→ Source document:

What's Better? Low Carb Diet or Low Fat Diet

Obesity and type-2 diabetes are manifestations of insulin resistance, which functionally can be regarded as carbohydrate intolerance. As with any other food intolerance, the primary treatment should be to limit the intake of that food category below the level that causes symptoms. If the majority of Americans are consuming too much carbohydrate relative to their tolerance, a perfectly reasonable solution would be to recommend that people consume less sugar and starch.
There is a compelling body of research that shows low-carbohydrate diets have broad-spectrum favorable effects on obesity and type-2 diabetes. In a head-to-head comparison with more traditional low-fat diets, low-carbohydrate diets consistently lead to greater weight and fat loss, improved glucose and insulin levels, improved HDL (good) cholesterol, decreased triglycerides, improved blood pressure, and decreases in inflammation markers.

Although low-carbohydrate diets are often regarded as unbalanced, consider that during the majority of human history people had access to much lower levels than we are consuming now. The reality is that people vary widely in their tolerance to carbohydrate. Those who are carbohydrate intolerant include most people with excess body fat, metabolic syndrome, or type-2 diabetes. That’s probably close to 100 million people in the U.S. alone.

→ Recorded information:
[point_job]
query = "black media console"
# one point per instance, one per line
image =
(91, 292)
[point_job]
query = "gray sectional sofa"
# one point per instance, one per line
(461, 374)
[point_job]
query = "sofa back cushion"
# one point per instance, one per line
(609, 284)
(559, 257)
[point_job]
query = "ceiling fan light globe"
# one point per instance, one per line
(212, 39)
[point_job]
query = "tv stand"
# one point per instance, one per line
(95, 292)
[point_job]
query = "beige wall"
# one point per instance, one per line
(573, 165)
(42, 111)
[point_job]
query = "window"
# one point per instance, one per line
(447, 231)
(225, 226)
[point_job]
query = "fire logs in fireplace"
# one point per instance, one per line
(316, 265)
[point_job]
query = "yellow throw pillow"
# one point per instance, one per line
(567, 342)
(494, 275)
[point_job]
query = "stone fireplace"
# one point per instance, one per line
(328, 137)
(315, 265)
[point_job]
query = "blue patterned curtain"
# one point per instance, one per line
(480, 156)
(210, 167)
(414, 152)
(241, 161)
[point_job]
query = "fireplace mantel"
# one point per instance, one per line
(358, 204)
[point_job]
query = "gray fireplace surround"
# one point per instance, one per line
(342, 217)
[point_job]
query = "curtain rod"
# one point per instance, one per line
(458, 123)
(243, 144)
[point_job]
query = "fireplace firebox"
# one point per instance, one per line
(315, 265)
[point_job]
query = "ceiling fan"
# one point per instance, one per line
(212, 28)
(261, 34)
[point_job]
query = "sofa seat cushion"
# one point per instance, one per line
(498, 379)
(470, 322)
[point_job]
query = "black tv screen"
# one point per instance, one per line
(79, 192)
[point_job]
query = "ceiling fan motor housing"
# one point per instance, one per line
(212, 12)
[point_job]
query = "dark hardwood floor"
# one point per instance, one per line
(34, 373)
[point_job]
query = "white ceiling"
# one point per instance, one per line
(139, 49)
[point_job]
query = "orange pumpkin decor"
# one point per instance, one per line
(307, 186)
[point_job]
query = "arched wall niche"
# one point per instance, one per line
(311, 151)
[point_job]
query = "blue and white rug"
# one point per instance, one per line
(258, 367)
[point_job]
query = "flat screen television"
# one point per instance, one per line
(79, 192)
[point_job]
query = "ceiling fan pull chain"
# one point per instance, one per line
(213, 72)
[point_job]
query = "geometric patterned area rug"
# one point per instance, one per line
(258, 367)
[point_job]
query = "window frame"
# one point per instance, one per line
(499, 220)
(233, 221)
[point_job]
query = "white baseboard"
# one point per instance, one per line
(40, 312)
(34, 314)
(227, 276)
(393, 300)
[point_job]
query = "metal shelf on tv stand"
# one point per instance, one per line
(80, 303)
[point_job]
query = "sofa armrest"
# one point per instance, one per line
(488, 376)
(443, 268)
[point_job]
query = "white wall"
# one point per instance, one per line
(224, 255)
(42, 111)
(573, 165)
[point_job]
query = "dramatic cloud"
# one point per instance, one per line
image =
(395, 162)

...

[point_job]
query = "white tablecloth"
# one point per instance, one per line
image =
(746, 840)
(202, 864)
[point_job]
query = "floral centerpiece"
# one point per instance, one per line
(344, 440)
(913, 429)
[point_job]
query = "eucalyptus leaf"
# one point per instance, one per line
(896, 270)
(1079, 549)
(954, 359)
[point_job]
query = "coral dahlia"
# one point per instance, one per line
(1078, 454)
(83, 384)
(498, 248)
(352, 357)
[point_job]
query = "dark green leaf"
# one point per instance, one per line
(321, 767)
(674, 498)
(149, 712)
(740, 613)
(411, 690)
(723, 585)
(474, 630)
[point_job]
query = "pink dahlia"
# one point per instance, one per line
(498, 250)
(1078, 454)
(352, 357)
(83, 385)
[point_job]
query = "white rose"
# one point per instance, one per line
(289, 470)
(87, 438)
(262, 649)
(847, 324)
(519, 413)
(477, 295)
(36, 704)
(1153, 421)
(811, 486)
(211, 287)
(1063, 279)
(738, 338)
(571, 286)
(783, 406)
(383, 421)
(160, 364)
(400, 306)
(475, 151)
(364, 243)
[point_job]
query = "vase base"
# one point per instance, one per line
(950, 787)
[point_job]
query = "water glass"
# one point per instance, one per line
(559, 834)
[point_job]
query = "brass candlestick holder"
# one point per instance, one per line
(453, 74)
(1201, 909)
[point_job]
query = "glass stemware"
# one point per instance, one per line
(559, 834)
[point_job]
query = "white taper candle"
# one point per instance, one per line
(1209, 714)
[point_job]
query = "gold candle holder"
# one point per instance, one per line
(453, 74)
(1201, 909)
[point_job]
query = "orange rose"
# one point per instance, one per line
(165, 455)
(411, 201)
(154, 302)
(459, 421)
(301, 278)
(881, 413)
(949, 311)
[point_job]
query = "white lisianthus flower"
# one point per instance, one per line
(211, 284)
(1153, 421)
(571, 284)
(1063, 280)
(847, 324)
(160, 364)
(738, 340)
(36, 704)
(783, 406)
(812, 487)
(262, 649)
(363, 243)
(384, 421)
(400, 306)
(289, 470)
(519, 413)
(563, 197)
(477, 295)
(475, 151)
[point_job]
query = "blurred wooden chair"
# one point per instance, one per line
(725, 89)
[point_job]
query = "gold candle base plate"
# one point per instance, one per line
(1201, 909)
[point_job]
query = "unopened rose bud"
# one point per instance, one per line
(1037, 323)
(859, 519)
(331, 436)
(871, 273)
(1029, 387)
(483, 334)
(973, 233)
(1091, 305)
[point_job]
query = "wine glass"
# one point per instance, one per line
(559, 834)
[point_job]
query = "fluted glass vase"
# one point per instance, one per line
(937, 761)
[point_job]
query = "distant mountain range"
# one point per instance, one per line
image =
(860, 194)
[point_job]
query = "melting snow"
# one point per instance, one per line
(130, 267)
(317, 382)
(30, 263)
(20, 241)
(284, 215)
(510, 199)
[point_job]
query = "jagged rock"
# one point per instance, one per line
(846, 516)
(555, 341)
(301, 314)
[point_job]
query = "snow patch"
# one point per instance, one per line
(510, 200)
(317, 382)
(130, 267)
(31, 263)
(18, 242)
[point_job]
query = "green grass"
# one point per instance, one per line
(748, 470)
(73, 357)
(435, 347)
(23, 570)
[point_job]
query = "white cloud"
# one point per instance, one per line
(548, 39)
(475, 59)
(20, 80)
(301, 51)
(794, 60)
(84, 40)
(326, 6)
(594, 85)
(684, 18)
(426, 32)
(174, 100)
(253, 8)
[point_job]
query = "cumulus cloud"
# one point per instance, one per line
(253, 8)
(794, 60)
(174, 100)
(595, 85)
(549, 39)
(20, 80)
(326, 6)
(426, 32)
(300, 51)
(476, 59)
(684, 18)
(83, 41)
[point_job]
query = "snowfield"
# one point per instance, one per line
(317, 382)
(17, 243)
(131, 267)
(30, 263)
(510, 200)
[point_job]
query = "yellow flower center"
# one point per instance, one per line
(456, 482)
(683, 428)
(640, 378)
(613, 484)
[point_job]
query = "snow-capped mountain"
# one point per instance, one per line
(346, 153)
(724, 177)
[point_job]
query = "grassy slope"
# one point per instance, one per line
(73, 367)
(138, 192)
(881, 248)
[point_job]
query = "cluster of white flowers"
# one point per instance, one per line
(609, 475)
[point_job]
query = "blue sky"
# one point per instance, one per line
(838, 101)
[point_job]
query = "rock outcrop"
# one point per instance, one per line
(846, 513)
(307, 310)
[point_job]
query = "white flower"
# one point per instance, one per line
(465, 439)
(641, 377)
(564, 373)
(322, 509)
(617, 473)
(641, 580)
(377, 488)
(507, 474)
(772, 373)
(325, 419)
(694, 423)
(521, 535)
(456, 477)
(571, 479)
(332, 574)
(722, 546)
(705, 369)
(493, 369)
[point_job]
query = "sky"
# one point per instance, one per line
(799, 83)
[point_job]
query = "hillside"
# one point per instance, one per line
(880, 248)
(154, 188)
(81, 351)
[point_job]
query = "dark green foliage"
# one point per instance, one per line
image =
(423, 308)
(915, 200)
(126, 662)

→ Requirement 1:
From the article comparing low-carb and low-fat diets, list every favorable effect that it says low-carbohydrate diets consistently produce compared with low-fat diets.
→ Requirement 2:
In the article comparing low-carb and low-fat diets, copy the passage starting at "There is a compelling" and ending at "the U.S. alone.", substituting "low-carb" for each occurrence of "low-carbohydrate".
→ Requirement 3:
Answer these questions from the article comparing low-carb and low-fat diets:
(a) What does the article say insulin resistance can functionally be regarded as?
(b) About how many people in the U.S. does it estimate are carbohydrate intolerant?

→ Exercise response 1:
- Greater weight and fat loss
- Improved glucose and insulin levels
- Improved HDL (good) cholesterol
- Decreased triglycerides
- Improved blood pressure
- Decreases in inflammation markers

→ Exercise response 2:
There is a compelling body of research that shows low-carb diets have broad-spectrum favorable effects on obesity and type-2 diabetes. In a head-to-head comparison with more traditional low-fat diets, low-carb diets consistently lead to greater weight and fat loss, improved glucose and insulin levels, improved HDL (good) cholesterol, decreased triglycerides, improved blood pressure, and decreases in inflammation markers.

Although low-carb diets are often regarded as unbalanced, consider that during the majority of human history people had access to much lower levels than we are consuming now. The reality is that people vary widely in their tolerance to carbohydrate. Those who are carbohydrate intolerant include most people with excess body fat, metabolic syndrome, or type-2 diabetes. That’s probably close to 100 million people in the U.S. alone.

→ Exercise response 3:
(a) Carbohydrate intolerance.
(b) Close to 100 million.